§ **What is being asked**: Repeat the data exactly as given below, dropping every picture.

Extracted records
::::::

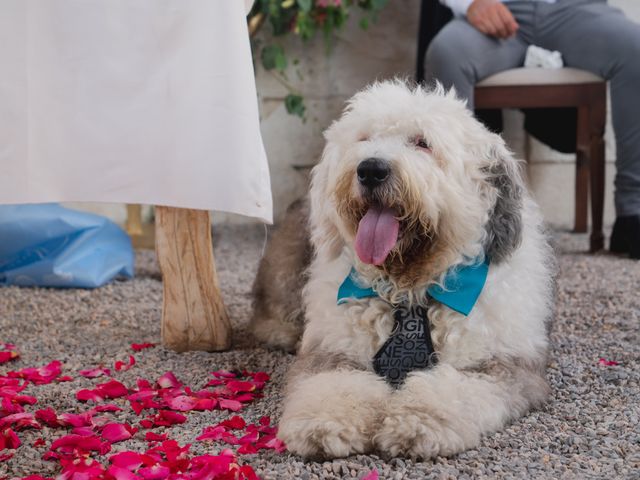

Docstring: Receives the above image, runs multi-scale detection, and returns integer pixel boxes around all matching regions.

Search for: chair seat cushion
[477,67,604,87]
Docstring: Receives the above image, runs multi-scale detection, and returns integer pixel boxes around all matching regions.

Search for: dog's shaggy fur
[251,81,554,460]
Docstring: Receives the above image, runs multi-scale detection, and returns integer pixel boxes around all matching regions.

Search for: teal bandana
[337,257,490,315]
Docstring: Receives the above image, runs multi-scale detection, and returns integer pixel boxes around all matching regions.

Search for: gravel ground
[0,225,638,479]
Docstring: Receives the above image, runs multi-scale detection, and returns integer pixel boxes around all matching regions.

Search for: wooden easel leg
[155,206,231,352]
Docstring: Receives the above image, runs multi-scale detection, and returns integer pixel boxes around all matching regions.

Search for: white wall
[72,0,639,229]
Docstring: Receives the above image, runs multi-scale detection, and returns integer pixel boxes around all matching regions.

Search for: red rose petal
[7,360,62,385]
[109,450,145,470]
[79,366,112,378]
[196,426,239,444]
[238,464,260,480]
[156,372,181,390]
[35,408,62,428]
[77,379,128,402]
[0,412,40,430]
[144,432,168,442]
[189,453,233,476]
[115,355,136,372]
[260,435,287,453]
[58,412,92,428]
[90,404,123,414]
[218,398,242,412]
[220,415,246,430]
[237,443,258,455]
[225,380,256,394]
[361,469,380,480]
[0,351,19,365]
[598,357,619,366]
[139,419,154,429]
[138,464,170,479]
[0,451,14,462]
[98,379,129,398]
[152,410,187,427]
[102,423,137,443]
[131,343,156,352]
[107,464,143,480]
[165,395,198,412]
[76,389,104,403]
[33,438,47,448]
[0,428,21,450]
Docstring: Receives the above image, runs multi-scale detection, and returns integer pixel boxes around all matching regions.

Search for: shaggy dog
[251,81,554,459]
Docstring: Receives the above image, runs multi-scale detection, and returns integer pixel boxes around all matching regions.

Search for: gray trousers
[426,0,640,217]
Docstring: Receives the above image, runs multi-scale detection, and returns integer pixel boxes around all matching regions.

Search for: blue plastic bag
[0,204,134,288]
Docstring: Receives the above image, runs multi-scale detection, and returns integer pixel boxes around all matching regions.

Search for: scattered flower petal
[0,344,19,364]
[598,357,619,366]
[79,366,111,378]
[144,432,168,442]
[102,423,137,443]
[361,469,379,480]
[7,360,62,385]
[115,355,136,372]
[156,372,181,390]
[0,427,21,450]
[131,343,156,352]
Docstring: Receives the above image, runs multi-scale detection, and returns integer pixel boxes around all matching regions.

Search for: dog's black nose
[357,158,390,189]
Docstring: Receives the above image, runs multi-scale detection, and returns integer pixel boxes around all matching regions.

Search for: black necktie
[372,302,438,387]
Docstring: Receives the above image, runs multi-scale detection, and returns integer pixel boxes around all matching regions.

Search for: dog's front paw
[278,370,390,459]
[279,414,369,459]
[374,412,443,459]
[373,370,478,459]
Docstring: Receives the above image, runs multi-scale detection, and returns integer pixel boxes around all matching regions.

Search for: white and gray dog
[251,80,554,459]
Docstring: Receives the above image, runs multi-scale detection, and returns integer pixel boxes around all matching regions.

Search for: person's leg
[425,18,529,110]
[536,0,640,256]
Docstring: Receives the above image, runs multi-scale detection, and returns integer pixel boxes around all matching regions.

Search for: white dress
[0,0,272,223]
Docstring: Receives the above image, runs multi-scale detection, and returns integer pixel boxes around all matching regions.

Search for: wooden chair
[416,0,607,252]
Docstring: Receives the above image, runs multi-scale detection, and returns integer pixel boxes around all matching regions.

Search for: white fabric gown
[0,0,272,223]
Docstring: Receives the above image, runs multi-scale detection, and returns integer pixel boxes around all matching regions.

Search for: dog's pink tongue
[355,206,399,265]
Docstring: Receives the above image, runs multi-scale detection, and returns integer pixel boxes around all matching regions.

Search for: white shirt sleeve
[439,0,474,16]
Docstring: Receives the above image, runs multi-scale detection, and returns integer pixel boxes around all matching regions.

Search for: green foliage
[261,45,287,72]
[284,94,306,118]
[251,0,389,120]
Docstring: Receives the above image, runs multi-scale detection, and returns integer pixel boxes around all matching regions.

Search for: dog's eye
[358,134,370,142]
[414,137,431,151]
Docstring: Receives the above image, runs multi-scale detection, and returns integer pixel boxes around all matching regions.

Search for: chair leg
[588,89,607,252]
[574,109,590,233]
[155,206,231,352]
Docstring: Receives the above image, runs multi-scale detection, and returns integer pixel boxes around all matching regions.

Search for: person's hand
[467,0,519,39]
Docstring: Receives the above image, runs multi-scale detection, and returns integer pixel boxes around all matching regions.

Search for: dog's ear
[482,143,524,263]
[309,143,345,261]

::::::

§ **Answer**:
Docstring: Receives the above image, runs multi-scale detection, and returns integer pixel boxes around all matching regions.

Search for: chair seat cushion
[477,67,604,87]
Docstring: Receives the above image, runs multi-scale detection, and returns integer pixel boxes around all matching regions.

Search for: dog's shaggy fur
[251,81,554,460]
Docstring: Receives the above image, runs multi-scale detection, and returns integer pixel boxes around all matching regions.

Search for: teal bandana
[337,257,490,315]
Docstring: Receives the above image, runs multi-scale detection, and returns integer pixel boxes around all matching regions.

Search for: gravel ground
[0,225,638,479]
Docstring: Receives the above image, runs multi-scale detection, and returns integer pixel boxes around all matching regions.

Search for: wooden easel leg
[155,206,231,352]
Docstring: Receives the above image, runs multi-scale detection, and returns integer pixel boxes around all matching regions.

Search for: white wall
[72,0,639,229]
Docstring: Receives the above image, runs multi-scale detection, and returns integer pixel boxes around all matching regions.

Search for: red rose petal
[7,360,62,385]
[109,450,145,470]
[79,366,112,378]
[196,426,239,444]
[238,464,260,480]
[156,372,181,390]
[35,408,62,428]
[77,379,128,402]
[0,412,40,430]
[144,432,168,442]
[189,453,233,476]
[115,355,136,372]
[260,435,287,453]
[58,412,92,428]
[90,404,123,414]
[218,398,242,412]
[220,415,246,430]
[237,443,258,455]
[225,380,256,394]
[361,469,380,480]
[0,351,19,365]
[598,357,619,366]
[139,419,154,429]
[138,464,170,479]
[0,451,14,462]
[98,379,129,398]
[152,410,187,427]
[102,423,137,443]
[131,343,156,352]
[107,464,143,480]
[165,395,198,412]
[76,389,104,403]
[33,438,47,448]
[0,428,21,450]
Docstring: Receives the above image, runs multi-scale detection, and returns integer pixel boxes around all matching regions.

Search for: shaggy dog
[251,81,554,459]
Docstring: Receives the above image, runs multi-scale detection, and returns integer pixel boxes around all matching regions.

Search for: gray trousers
[426,0,640,217]
Docstring: Receives the above image, runs multi-scale detection, and returns integer pixel boxes around all matching regions.

Search for: blue plastic bag
[0,204,134,288]
Docstring: Receives the above image, runs multi-scale detection, and returns integer pixel boxes around all matching regions.

Search for: scattered flower petal
[0,344,19,364]
[598,357,619,366]
[79,366,111,378]
[144,432,168,442]
[102,423,137,443]
[361,469,379,480]
[7,360,62,385]
[115,355,136,372]
[156,372,181,390]
[0,427,21,450]
[131,343,156,352]
Docstring: Receives the above image, runs multi-scale detection, and returns integer pixel boxes around all matching regions.

Search for: dog's black nose
[357,158,390,189]
Docstring: Receives the above image, runs multi-scale detection, and returns integer pixel boxes around all matching regions.

Search for: black necktie
[372,302,438,387]
Docstring: Receives the above image, runs multi-scale detection, and returns integer pixel boxes around all matching regions.

Search for: dog's front paw
[278,370,390,459]
[279,414,369,459]
[374,412,443,459]
[373,370,478,459]
Docstring: Receives the above image, runs multi-scale detection, and returns integer pixel boxes around all matching regions.

Search for: white and gray dog
[251,80,554,459]
Docstring: Receives the above image, runs multi-scale detection, and returns integer pixel boxes around all matching regions.

Search for: person's leg
[425,18,529,110]
[536,0,640,256]
Docstring: Receives the above image, runs multi-scale detection, and returns integer pixel boxes around all matching regions.

Search for: white dress
[0,0,272,223]
Docstring: Receives the above image, runs multi-scale detection, and returns integer pixel boxes around all matching regions.

Search for: wooden chair
[416,0,607,252]
Docstring: Receives the above image, runs multi-scale detection, and returns integer pixel boxes around all matching regions.

Search for: white fabric gown
[0,0,272,223]
Docstring: Receives the above image, runs multi-scale detection, and returns integer pixel boxes around all matching regions.

Search for: dog's pink tongue
[355,206,399,265]
Docstring: Receives the above image, runs multi-scale detection, and returns integer pixel boxes around all matching regions.

Search for: white shirt sleeve
[439,0,474,16]
Docstring: Receives the above image, runs multi-scale detection, and returns integer pixel boxes around all matching regions.

Search for: green foliage
[261,45,287,72]
[284,94,306,118]
[251,0,389,120]
Docstring: Receives the above image, runs multi-scale detection, and returns integer pixel boxes around all matching regions.

Search for: dog's eye
[358,134,370,142]
[414,137,431,151]
Docstring: Receives the above image, runs multi-scale detection, and returns integer pixel boxes around all matching regions.

Search for: chair leg
[588,89,607,252]
[574,109,590,233]
[155,206,231,352]
Docstring: Receives the above image, runs multi-scale detection, and returns integer pixel boxes around all matching regions.

Search for: person's hand
[467,0,519,39]
Docstring: Receives the above image, runs multi-scale detection, and returns integer pixel boxes around all matching regions.

Search for: dog's ear
[482,143,524,263]
[309,143,345,261]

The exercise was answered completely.